= REQUIREMENTS =
Can you put every line of the items below into a Markdown table with a "Number" column and a "Content" column, leaving out blank lines?

* BEGIN *

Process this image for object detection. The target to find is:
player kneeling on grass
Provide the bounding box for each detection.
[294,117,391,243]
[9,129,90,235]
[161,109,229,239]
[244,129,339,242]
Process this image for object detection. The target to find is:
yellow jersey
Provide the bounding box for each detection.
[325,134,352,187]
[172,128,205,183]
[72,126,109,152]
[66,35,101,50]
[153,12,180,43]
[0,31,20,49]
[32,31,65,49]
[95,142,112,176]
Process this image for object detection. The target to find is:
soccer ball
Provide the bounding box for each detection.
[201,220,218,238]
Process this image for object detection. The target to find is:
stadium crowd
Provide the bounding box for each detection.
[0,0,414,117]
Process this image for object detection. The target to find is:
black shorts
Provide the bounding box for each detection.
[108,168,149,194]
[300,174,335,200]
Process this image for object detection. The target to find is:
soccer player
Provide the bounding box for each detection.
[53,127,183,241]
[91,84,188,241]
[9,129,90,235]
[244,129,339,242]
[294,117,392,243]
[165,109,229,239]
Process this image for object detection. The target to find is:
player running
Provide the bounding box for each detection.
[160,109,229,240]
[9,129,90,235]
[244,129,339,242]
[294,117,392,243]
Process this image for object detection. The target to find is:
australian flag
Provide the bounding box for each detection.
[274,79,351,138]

* END *

= SOLUTION TO THIS PROBLEM =
| Number | Content |
|---|---|
| 1 | Process this image for object detection. The target to find is: |
| 2 | player kneeling on grass |
| 3 | Provide the bounding box for each detection. |
| 4 | [294,117,391,243] |
| 5 | [9,129,90,235] |
| 6 | [161,109,229,239] |
| 7 | [244,129,339,242] |
| 8 | Process this image for object detection. The target to find is: |
| 9 | yellow jersey |
| 10 | Provide the bounding box for each detection. |
| 11 | [325,134,352,187] |
| 12 | [172,128,205,183] |
| 13 | [72,126,109,152] |
| 14 | [66,35,101,50] |
| 15 | [153,12,180,43] |
| 16 | [0,31,20,49] |
| 17 | [32,31,65,49] |
| 18 | [95,142,112,176] |
| 19 | Process this image for object detection. The target to find is: |
| 20 | soccer ball |
| 21 | Provide the bounding box for each detection. |
| 22 | [201,220,218,238] |
| 23 | Process this image for object detection. The target to find is: |
| 24 | stadium crowd |
| 25 | Provide the bounding box for each detection. |
| 26 | [0,0,414,117] |
| 27 | Process this image for object detection. The target to find is: |
| 28 | black shorts |
| 29 | Provide the bounding box for each detection. |
| 30 | [108,168,149,194] |
| 31 | [300,174,335,200] |
| 32 | Process this image for object detection. The target to find is: |
| 33 | soccer player |
| 34 | Provide the bounding box for each detection. |
| 35 | [53,127,183,241] |
| 36 | [91,84,188,241] |
| 37 | [9,129,90,235] |
| 38 | [244,129,339,242] |
| 39 | [294,117,392,243] |
| 40 | [165,109,229,239] |
| 41 | Process this image for object detection. The target to find is: |
| 42 | player running |
| 43 | Provide the bounding box for each detection. |
| 44 | [160,109,229,240] |
| 45 | [9,129,90,235] |
| 46 | [244,129,339,242] |
| 47 | [294,117,392,243] |
| 48 | Process this image for object detection. The target to find is: |
| 49 | australian flag |
| 50 | Provide the bounding box for each detection. |
| 51 | [274,79,351,138] |